WRITTEN TASK 1.
Copy the stretch of the music review excerpt from "Review: Small Faces'" through "Decca Years 1966-1967.", renaming "Decca" to "London" everywhere it occurs.
WRITTEN TASK 2.
Extend the music review excerpt with new text that follows on from its last sentence.

SOURCE EXCERPT.

::::::::

Since Humble Pie was produced in the late nineties, it was shot on full-frame video. That video presentation means its new Blu-ray presentation does nothing for its images, but audio is an improvement over the included DVD in this Blu-ray/DVD/CD set. The decision to fill the screen’s margins with distracting visual noise was a bad one, though.

The documentary itself offers plenty of opportunities to hear Steve wail, though its abundant performance footage leaves the talking heads (Humble Pie members Peter Frampton, Jerry Shirley and Clem Clempson, friends Chris Farlowe and Spencer Davis, fans Chris Robinson and Kevin Dubrow, two of his ex-wives, etc.) to take a back seat and deprives the doc of a complete picture of the man. Fortunately, an hour of bonus interview footage fleshes out Marriott to a certain degree with personal stories from many of the main movie’s participants. Still, the most enticing bonus of this set is that CD capturing a ferocious Humble Pie set from Winterland in 1973.

Saturday, October 17, 2015

Review: Small Faces' 'The Decca Years 1966-1967'


Small Faces’ Decca catalogue has been reissued and reissued and reissued, but that situation seemed like it had come to an end in 2012 with the release of double-disc deluxe editions of the band’s two official Decca albums remastered on CD from the original master tapes for the first time. Not so. Three years later, Decca and Universal are bringing out Small Faces and From the Beginning and their numerous bonus tracks yet again as part of a five-disc box set called The Decca Years 1966-1967.

::::::::

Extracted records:
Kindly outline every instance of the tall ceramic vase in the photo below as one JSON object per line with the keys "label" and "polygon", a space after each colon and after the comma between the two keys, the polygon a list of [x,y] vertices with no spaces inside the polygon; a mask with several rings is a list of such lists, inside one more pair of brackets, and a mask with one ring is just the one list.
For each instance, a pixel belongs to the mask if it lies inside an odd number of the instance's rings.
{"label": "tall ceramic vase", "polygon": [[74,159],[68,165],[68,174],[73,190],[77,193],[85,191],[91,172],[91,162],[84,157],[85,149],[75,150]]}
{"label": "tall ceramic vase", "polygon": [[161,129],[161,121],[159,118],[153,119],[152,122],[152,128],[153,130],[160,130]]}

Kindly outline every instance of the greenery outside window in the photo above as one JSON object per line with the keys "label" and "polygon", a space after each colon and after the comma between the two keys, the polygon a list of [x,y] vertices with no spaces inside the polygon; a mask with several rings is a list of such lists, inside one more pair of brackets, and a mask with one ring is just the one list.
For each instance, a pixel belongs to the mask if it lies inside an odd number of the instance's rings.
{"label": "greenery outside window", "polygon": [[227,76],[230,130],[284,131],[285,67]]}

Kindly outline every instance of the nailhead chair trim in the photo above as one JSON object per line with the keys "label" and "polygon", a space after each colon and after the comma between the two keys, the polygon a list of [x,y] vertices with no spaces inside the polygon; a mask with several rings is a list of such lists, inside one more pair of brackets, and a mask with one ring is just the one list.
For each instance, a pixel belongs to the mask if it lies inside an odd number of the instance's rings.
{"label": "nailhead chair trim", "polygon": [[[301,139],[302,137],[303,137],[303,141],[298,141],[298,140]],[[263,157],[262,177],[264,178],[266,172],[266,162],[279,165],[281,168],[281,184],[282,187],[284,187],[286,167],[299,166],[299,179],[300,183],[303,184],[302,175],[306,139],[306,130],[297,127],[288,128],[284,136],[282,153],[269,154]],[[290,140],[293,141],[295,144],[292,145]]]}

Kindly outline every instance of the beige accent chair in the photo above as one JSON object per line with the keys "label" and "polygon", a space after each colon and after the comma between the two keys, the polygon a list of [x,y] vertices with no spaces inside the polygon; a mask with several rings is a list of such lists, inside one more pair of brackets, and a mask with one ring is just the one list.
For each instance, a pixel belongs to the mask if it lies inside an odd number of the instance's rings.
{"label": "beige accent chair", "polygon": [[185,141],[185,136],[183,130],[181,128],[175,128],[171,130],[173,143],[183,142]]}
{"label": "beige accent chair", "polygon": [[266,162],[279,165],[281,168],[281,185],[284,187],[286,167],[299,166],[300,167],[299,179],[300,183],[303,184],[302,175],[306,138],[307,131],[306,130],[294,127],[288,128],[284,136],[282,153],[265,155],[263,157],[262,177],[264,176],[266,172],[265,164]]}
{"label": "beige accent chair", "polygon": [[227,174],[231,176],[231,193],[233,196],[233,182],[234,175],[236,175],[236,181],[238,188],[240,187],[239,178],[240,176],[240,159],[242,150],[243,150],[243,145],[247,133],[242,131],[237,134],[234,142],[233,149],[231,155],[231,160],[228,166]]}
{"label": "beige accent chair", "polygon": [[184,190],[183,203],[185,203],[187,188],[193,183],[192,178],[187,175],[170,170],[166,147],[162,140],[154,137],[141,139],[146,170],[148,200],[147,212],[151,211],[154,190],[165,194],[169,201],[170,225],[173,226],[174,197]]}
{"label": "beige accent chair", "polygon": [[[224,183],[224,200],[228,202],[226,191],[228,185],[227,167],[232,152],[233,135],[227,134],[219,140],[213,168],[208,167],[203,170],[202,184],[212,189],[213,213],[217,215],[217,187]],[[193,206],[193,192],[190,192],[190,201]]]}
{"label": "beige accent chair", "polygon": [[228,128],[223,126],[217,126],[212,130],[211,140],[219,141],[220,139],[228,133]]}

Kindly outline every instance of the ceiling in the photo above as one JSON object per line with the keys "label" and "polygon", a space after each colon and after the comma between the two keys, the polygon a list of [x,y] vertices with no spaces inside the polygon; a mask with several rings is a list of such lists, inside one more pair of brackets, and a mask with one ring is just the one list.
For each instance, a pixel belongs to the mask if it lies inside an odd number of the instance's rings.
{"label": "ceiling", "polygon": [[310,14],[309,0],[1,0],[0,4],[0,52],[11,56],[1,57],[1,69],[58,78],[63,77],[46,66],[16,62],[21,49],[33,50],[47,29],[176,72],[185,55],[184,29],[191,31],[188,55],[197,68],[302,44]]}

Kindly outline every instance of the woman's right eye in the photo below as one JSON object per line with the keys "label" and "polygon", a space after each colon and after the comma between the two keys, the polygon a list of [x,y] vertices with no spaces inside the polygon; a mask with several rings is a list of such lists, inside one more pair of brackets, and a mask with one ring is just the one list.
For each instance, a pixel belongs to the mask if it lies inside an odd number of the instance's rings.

::::::::

EXERCISE ANSWER 1.
Review: Small Faces' 'The London Years 1966-1967'


Small Faces’ London catalogue has been reissued and reissued and reissued, but that situation seemed like it had come to an end in 2012 with the release of double-disc deluxe editions of the band’s two official London albums remastered on CD from the original master tapes for the first time. Not so. Three years later, London and Universal are bringing out Small Faces and From the Beginning and their numerous bonus tracks yet again as part of a five-disc box set called The London Years 1966-1967.

EXERCISE ANSWER 2.
Just to save the faithful some time, I will be up front about the question on all of your modishly mop-topped minds: these masters of Small Faces and From the Beginning, as well as all their bonus tracks, sound identical to the 2012 ones to my ears. Yes, they still sound fabulous… if a bit loud, though Rob Caiger assures us in his liner notes that the loudness is all due to the band’s tendency to crank it up in the studio and not remastering engineer Nick Robbins’s heavy hand. However, if you’re happy with your 2012 CDs and aren’t overly desirous of cool packaging and a few recently unearthed radio sessions, then this might not be the box set for you. If you never dropped your pence on those previous deluxe editions, and you want to grab all of Small Faces electrifying Decca recordings in one sweet package, then The Decca Years 1966-1967 is the ideal way to do it.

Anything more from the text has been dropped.